(Natural language region descriptions)

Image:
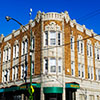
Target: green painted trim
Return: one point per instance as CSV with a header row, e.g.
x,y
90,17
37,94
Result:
x,y
53,90
72,85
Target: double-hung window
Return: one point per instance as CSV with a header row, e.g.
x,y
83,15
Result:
x,y
79,70
88,72
92,73
59,37
99,74
46,38
46,65
52,65
83,71
72,43
96,74
59,65
52,38
78,45
72,68
22,71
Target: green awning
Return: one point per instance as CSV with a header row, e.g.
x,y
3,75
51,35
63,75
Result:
x,y
53,90
73,85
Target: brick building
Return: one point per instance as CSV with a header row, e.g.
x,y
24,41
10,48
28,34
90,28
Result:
x,y
65,60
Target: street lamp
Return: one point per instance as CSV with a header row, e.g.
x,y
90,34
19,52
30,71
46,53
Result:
x,y
9,18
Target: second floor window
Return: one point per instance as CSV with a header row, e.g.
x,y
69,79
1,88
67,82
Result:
x,y
52,38
15,51
72,68
52,65
25,47
99,74
72,43
6,54
46,65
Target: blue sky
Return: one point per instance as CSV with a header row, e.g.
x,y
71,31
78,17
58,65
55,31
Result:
x,y
19,9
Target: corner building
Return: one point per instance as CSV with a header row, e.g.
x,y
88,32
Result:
x,y
65,60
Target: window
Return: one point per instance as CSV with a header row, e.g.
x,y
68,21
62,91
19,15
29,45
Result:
x,y
98,97
87,49
3,56
26,46
82,96
17,50
88,72
59,65
8,75
46,65
32,67
13,73
78,45
72,68
0,57
83,71
99,74
52,65
96,74
72,43
14,51
22,71
3,76
90,50
9,57
23,48
59,37
33,43
52,38
81,47
92,73
97,53
16,72
91,97
46,38
79,70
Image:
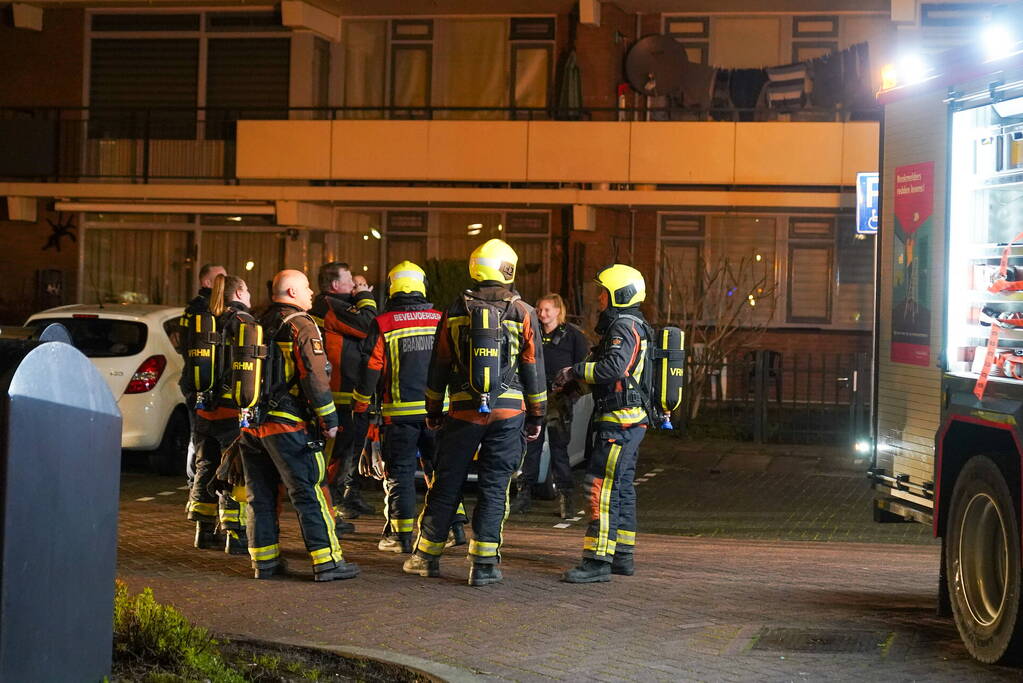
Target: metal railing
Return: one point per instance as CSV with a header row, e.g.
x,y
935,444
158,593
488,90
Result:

→ REQUIRED WORK
Leave the pictures out and reproduce all of the records exactly.

→ WRITTEN SOLUTION
Image:
Target: green painted trim
Return: one point per instance as CSV with a header row, e.g.
x,y
90,17
37,94
Result:
x,y
53,90
72,85
Target: double-hung window
Return: one point per instance as CSV with a header row, e.g.
x,y
83,15
Result:
x,y
79,70
88,72
92,73
59,37
99,74
46,38
46,65
52,65
83,71
72,43
96,74
59,65
52,38
78,45
72,68
22,71
Target: green awning
Return: one point per instance as CSV with a header row, e.g.
x,y
3,75
51,35
63,75
Result:
x,y
53,90
73,85
Target: brick building
Return: one point per instance as CSV with a header row, e.g.
x,y
24,41
10,48
28,34
90,28
Result:
x,y
65,60
Target: street lamp
Return: one point per instance as CSV with a header row, e.g.
x,y
90,34
19,52
30,71
46,53
Result:
x,y
9,18
Target: second floor window
Return: one point per instance as CSV with a header row, e.g.
x,y
69,79
1,88
67,82
Result:
x,y
52,38
15,51
72,68
52,65
25,47
99,74
72,43
6,54
46,65
Target: blue sky
Return: one point per instance as CSV with a header row, e.g.
x,y
71,31
78,17
58,65
55,31
Result:
x,y
19,9
Target: corner building
Return: one point per instance as CSV with a header row, e.g.
x,y
88,32
Result:
x,y
65,60
Target: window
Return: one point per instance as CSV with a header row, e.g.
x,y
68,21
62,91
19,15
29,45
Result:
x,y
98,97
87,49
3,56
26,46
82,96
17,50
88,72
59,65
8,75
46,65
32,67
13,73
78,45
72,68
0,57
83,71
99,74
52,65
96,74
72,43
14,51
22,71
3,76
90,50
9,57
23,48
59,37
33,43
52,38
81,47
92,73
97,53
16,72
91,97
46,38
79,70
Image:
Target: metal railing
Return: one point per instance as CSV with a header row, e.g.
x,y
935,444
158,593
488,90
Result:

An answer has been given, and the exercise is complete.